** TEXT SECTION **
◆ ◆ ◆ ◆ ◆

Is the government coming up with any “formula” to control the country’s runaway medical inflation thanks to skyrocketing private hospital charges…?
Amidst the ongoing public outcry in the country over the spiraling cost of medical insurance, particularly among the ageing population, some suggestions offered recently by Dr Paul Selva Raj, the deputy president of the Federation of Malaysian Consumers Associations (Fomca) are worth noting.
For the record, he had stressed that it was now time to “humanise” private healthcare by finding a balance between profit and patient care; he further proposed a collaboration between the government and the private sector so as to find a viable solution to the crisis (before it forces more senior citizens to give up their medical insurance policies)!
Dr Selva Raj further pointed out that while it's understandable that the main priorities of private hospitals are profit and enhancing share value, the government on the other hand has to play a significant role to ensure that patient welfare is at the centre of all healthcare services.
Moreover, according to him, since the ministry of health (MoH) represents the rakyat, including the poor and the vulnerable, rightfully it should have more say in the running of private hospitals; he added that, in fact, in many countries, the government not only regulates the pricing but also their costs and salaries!
Logically, shouldn’t private hospitals be regulated under MoH since they are also providing healthcare services to the country's citizens…?
Interestingly, Dr Selva Raj went on to suggest that humanising private healthcare services can actually begin with the major hospital corporations which are government-linked companies (GLCs), adding that perhaps Putrajaya can introduce “reforms” to the GLC hospital system first by prioritising patient care while making "reasonable profits".
But does the Madani administration have the political will to undertake a major “policy shift” that may ruffle the feathers of some big boys in the industry?
Sadly, as was reported by Code Blue last September, health minister Dr Dzulkefly Ahmad’s office while acknowledging the need to rein in the high medical inflation, had apparently indicated that MOH hasn’t made a policy decision yet under a broader health financing reform on whether to regulate private hospital charges - or to leave them unregulated.
Too little, too late by the health minister…?

Granted, any reform initiative in the private healthcare and insurance industry may require radical, unpopular measures; but is it not the moral duty of the government to safeguard the welfare of its citizens? Hence, the need to find a balance between profit and patient welfare!
Already facing shortage of beds, imagine if more and more sick ones, both young and old, flock to government hospitals…?
In truth, troubleshooting the root cause of the exorbitant private healthcare charges and the resultant ballooning medical insurance premium will require a detailed auditing of the complex internal workings of both industries; it cannot be based solely on data furnished by them as there may be other significant factors “below the radar” that may need to be unearthed and investigated.
For example, while it may be normal for private hospitals, like any ordinary business entity, to assign Key Performance Index (KPI) to its doctors and specialists where the “volume of sales/profit” they bring in may carry a high weightage, the pertinent question here which begs an honest answer is: in deciding on the type, scope and frequency of treatment and medications for the insured person are they in any way influenced by the insurance coverage “limit” of the patient?

◆ ◆ ◆ ◆ ◆

** BRIEF 1 **
Using the commentary on private hospital charges, decide whether each statement agrees with it: (a) Dr Paul Selva Raj is the deputy president of Fomca; (b) the health minister's office said the MOH had decided to regulate private hospital charges; (c) Dr Selva Raj suggested that humanising private healthcare could begin with hospital corporations that are government-linked companies. Answer yes or no for each and quote the words of the commentary that decide it.
** BRIEF 2 **
Please carry on the commentary on private hospital charges, starting right after its final sentence and keeping the same voice.

** RAW DATA **
◆ ◆ ◆ ◆ ◆

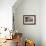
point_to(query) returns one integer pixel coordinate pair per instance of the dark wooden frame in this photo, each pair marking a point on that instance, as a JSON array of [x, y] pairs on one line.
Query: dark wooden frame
[[29, 16]]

◆ ◆ ◆ ◆ ◆

** RESULT 1 **
(a) Yes: "the deputy president of the Federation of Malaysian Consumers Associations (Fomca)"
(b) No: "MOH hasn’t made a policy decision yet under a broader health financing reform on whether to regulate private hospital charges - or to leave them unregulated"
(c) Yes: "humanising private healthcare services can actually begin with the major hospital corporations which are government-linked companies (GLCs)"

** RESULT 2 **
Bluntly put, is there a tendency among some private healthcare providers to close an eye to the “manipulation” of the patient’s available insurance coverage limit in order to maximize profit for the hospital?
Meanwhile, as for the insurance industry, another equally significant element involves the role of “actuaries” whose job typically is to forecast the insurance company’s costs, then set premiums and design policies based on those projections for its clients; but the question here is: as “in-house economists” for the insurance companies, is there pressure on them to maximise profit for the company by offering excessively generous and “attractive” annual limits (with some more than RM1 million) to cover hospitalisation charges, professional and surgery fees, cost of medical supplies and services etc? While it may drive sales and bring in higher premium (profit), for some insured parties are such high limits really warranted?
Ironically, won't these unjustified high limits (like open cheques!) then play into the hands of some unscrupulous private hospitals who may be tempted to try “utilize” as much of the ample limits to maximize profit as they can later claim from the insurance companies? In such a scenario, aren't both parties guilty…?
Another fear is that some insurance companies may raise the premium excessively upon the insured person reaching a certain age, say 65, to “compel” those who cannot afford the revised premium to “surrender” the policy; perhaps, in this way they can cut potential loses arising from huge claims by certain high-risk groups. These are all just some of the alleged unfair practices that the authorities need to investigate, verify and clamp down on!
In fact, there may be other such underhand “business tactics” employed by some private hospitals and insurance industry players which the Madani government need to act on if they are found to be true; instead, choosing the easy way out by burdening the patients is blatantly unethical and cruel - and as such, can any government that calls itself caring and compassionate be complicit in carrying out such inhumane acts?